*** SOURCE PASSAGE Section Begins ***

See more of Hannah's work in issue 32, and her sketchbooks and signs at

Illustrators we love: Kate Rowland

Kate Rowland, jewellery maker and sketcher of all things pop culture, space, geology and dinosaur, featured in our current issue. We wanted to know more about her work and asked her our favourite illustrator questions:

What was your first commissioned piece? 
Which is the piece you're most proud of? and
What's your most personal drawing to date?

"My first commission was to illustrate a flyer for a retro games console night in Hackney Picturehouse. It was really fun, and I got paid in cinema tickets as well as actual money."

"I'm probably most proud of my 'space achievement' series. They were part of a university project, and remind me of all the hard work, as well as immense amounts of fun! I might make these into real patches soon..."

"All my work is very personal, but I painted this after a trip to Dungeness with my sister. We'd wanted to visit for ages (it's the UK's only desert!) and it was as amazing and inspirational as we'd hoped. This is the film maker Derek Jarman's iconic house."

See Kate's work in issue 32, and browse her jewellery on her Etsy shop.

Drawing on the Landscape: Meet Guest Illustrator Padhraic Mulholland

With his website listing his inspirations as “adventure, bikes, the outdoors and folk history”, Northern Irish illustrator Pádhraic Mulholland was destined to paint the pages of issue 31. Watch his time-lapse video below, as he breathes life into the magazine in under a minute, and read on for his influences and tips for wannabe explorers. 

Portrait by Ragnhild Jaatun.

Portrait by Ragnhild Jaatun.

Tell us about your style.
I like to draw quirky characters and lots of nature and landscape. I use a mix of painting, drawing and collage, something that  developed out of necessity. When I went  travelling to Norway I hadn’t quite found my style yet. Without my computer I had to work with what I had, which was acrylics from the local shop. I find traditional processes very relaxing and enjoyable. It’s nice having my computer to be able to fix things though!

*** SOURCE PASSAGE Section Ends ***

### WHAT YOU WILL DO:
In the magazine excerpt, what was Kate Rowland paid with for her first commission?

*** INFORMATION Section Begins ***

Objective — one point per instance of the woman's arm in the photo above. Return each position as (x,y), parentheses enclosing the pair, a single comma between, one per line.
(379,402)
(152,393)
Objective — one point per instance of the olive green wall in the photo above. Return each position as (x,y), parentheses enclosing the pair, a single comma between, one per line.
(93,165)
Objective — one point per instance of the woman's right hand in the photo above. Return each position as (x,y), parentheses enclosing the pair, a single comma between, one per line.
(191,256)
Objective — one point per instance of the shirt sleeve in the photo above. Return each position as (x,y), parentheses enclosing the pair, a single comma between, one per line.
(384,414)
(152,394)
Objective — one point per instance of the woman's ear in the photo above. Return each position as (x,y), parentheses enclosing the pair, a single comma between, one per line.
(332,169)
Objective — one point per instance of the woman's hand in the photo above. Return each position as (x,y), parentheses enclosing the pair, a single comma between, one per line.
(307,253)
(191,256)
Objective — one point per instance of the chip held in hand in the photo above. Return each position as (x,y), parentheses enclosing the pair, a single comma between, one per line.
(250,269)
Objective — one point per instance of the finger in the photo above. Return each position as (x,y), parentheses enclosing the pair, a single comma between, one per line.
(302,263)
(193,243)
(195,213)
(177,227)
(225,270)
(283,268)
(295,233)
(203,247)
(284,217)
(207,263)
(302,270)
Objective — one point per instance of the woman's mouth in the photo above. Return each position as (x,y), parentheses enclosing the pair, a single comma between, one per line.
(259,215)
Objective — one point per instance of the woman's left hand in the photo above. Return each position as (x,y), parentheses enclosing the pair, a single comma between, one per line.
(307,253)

*** INFORMATION Section Ends ***

### SOLUTION FOR THIS PROBLEM:
Cinema tickets as well as actual money.